Data records START

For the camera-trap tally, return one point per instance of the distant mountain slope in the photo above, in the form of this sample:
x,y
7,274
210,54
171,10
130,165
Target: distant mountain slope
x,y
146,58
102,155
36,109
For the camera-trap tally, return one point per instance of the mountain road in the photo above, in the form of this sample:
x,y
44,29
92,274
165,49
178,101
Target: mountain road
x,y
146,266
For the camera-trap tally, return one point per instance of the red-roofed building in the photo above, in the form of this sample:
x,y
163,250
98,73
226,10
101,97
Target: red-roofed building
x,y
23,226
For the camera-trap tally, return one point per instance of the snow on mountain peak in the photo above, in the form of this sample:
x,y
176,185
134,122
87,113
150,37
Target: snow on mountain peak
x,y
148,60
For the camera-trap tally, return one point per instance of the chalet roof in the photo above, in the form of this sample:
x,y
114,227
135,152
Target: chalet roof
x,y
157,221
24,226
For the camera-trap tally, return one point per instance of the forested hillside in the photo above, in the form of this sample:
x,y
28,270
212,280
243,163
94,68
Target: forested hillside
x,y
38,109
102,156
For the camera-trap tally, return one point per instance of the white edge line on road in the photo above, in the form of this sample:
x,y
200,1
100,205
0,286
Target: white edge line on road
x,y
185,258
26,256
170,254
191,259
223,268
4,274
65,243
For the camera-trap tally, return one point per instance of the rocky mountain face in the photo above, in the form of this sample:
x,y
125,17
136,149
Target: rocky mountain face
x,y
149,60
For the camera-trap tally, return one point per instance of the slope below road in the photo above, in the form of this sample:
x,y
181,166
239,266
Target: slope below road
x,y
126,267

Data records END

◆ **Task directions**: Whichever lines of the records above hold the word "sample" should all be copied out.

◆ **Result of the exercise**:
For the camera-trap tally, return one point per instance of the distant mountain slope in the photo above, in the form of this sample:
For the camera-trap tally, return one point per instance of the mountain road in the photo above, in the form of this sample:
For the camera-trap tally, return one point per instance of the red-roofed building in the photo above, in the form of this sample:
For the camera-trap tally, return one point per instance of the snow on mountain peak in the photo above, in the form of this sample:
For the camera-trap tally, return one point per instance of the chalet roof in the photo above, in the form of this sample:
For the camera-trap tally, return one point per instance of the forested hillside in the photo above, in the form of this sample:
For the camera-trap tally, return one point per instance of the white edge line on road in the photo above, in the form of this sample:
For the camera-trap tally, return one point per instance of the rocky mountain face in the photo above, in the form of this sample:
For the camera-trap tally, return one point per instance of the slope below road in the photo above, in the form of this sample:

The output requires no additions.